Postby jimh » Fri Jan 10, 2020 4:35 pm

With the fuel fraction values very close, what makes the REALM 380 range longer than my old 22-footer?

As mentioned before the REALM 380 has a cruising range of 356-miles, while my old 22-footer has only 208-miles. Yet both hulls have nearly identical fuel fraction weights. I think the big different in cruising range must come from the cruising speed. The REALM 380 cruises most efficiently at 35.5-MPH, while my old 22-footer likes 27-MPH.

For comparison, I first compare the ranges: their ratio (380 to 22-footer) is 355/208 = 1.706.

The speed alone does not seem to completely account for the larger range: speed ratio is 35.5/27 = 1.31.

In range there are several factors that have influence. Foremost is brake specific fuel consumption (BSFC), but also hull efficiency (equivalent in aircraft would be lift-to-drag ratio), and, of course, speed.

As for the brake specific fuel consumption, the four VERADO engines may be running quite efficiently at 4,000-RPM (the engine speed for best cruising range), without using much boost pressure. My engine (an E-TEC) should be similarly efficient. I don't think there is a huge difference in BSFC between the two engines.

- Data -
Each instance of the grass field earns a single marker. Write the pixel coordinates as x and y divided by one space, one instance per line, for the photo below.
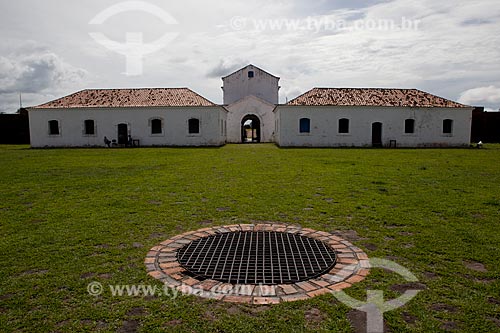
70 217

- Your goal -
Write the next part of the forum post comparing the cruising range of the REALM 380 with that of the 22-foot boat, beginning after its final sentence.

- Response -
I suspect that the hull design is probably having an influence, and the 380 REALM hull might be more efficient (that is, have more lift and less drag) than the old 22-footer (with Whaler Drive in my case, which has alway been thought of as not being the most efficient appendage).

ANOTHER VIEW

Recently I switched propellers on my old 22-footer. With a different propeller, I was able to get 2.7-MPH fuel economy at a speed of 31.8-MPH. This works out to a range of 245-miles. Let's re-compare with the REALM 380:

Range ratio (380 to 22) = 355/245 = 1.44. Now there is more correlation between range-ratio (1.44) and speed-ratio (1.31).

ANOTHER COMPARISON

Let's look at power-to-weight. The 380 REALM is 1600-HP/26,850-lbs, or 1:16.8. The old 22 is 225-HP/4630-lbs, or 1:20.6. Now we see why the speed potential is much higher in the REALM: each 1-HP has to move less weight, so there is more speed.

I am going to chalk up this analysis of greater range for the REALM to be due to more efficient hull design, perhaps more efficient propellers (the REALM used ENERTIA ECO propellers recognized as very good for cruising speed efficiency), and a faster cruising speed due to more horsepower-weight ratio.